━━ Dataset ━━

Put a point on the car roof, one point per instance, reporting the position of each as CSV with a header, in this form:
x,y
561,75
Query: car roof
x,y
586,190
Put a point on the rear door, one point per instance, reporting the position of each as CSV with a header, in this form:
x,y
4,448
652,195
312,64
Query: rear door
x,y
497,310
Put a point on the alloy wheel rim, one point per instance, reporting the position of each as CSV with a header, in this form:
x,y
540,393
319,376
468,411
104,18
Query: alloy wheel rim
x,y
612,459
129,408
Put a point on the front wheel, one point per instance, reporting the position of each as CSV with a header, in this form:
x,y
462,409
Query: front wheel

━━━
━━ Dataset ━━

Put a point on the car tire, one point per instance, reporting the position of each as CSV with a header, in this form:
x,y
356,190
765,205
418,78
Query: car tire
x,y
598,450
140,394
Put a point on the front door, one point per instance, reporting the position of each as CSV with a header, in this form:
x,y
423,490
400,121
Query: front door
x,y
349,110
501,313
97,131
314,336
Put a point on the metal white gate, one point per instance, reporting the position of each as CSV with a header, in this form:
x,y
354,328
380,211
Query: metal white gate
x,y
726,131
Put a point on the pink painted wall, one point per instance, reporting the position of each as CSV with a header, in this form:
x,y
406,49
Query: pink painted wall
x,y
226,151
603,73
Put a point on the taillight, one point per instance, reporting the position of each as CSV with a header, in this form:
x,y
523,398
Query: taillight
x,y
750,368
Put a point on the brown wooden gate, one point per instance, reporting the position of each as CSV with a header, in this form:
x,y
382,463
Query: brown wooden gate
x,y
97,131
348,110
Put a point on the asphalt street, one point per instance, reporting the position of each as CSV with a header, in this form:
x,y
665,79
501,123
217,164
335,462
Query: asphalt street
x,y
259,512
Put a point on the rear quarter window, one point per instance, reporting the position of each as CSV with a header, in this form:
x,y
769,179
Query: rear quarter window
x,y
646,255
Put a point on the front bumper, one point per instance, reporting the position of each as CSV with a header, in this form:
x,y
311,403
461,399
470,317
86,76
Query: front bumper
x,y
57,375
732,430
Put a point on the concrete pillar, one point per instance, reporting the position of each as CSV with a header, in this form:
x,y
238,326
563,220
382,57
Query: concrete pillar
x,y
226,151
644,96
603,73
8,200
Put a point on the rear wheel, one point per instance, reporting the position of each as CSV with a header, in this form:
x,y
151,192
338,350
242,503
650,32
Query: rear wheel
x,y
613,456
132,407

━━━
━━ Dataset ━━

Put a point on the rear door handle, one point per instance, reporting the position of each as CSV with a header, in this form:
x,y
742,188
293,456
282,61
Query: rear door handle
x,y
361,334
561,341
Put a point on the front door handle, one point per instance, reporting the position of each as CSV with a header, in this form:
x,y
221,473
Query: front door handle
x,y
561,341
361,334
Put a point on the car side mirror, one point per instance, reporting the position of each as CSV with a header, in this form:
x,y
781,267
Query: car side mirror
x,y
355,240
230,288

━━━

- Directive
Format the lines of the material above as a numbered list, starting with the line that contains "Put a point on the car roof, one" and going on through the line that contains "Query: front wheel". Leave out blank lines.

- Problem solution
1. Put a point on the car roof, one point per instance, reporting the position of each as CSV with a header, in this form:
2. x,y
3. 561,75
4. Query: car roof
5. x,y
6. 586,190
7. Put a point on the rear door, one point per instance, reporting the position of each as CSV with a header, in this form:
8. x,y
9. 4,448
10. 652,195
11. 312,64
12. Query: rear door
13. x,y
14. 497,310
15. Put a point on the alloy wheel rim, one point per instance, reporting the position of each as CSV with a header, in this form:
16. x,y
17. 540,393
18. 319,376
19. 468,411
20. 104,18
21. Query: alloy wheel rim
22. x,y
23. 612,459
24. 129,408
25. Put a point on the front wheel, one point per instance, reporting the position of each as CSV with a header, in this form:
26. x,y
27. 462,409
28. Query: front wheel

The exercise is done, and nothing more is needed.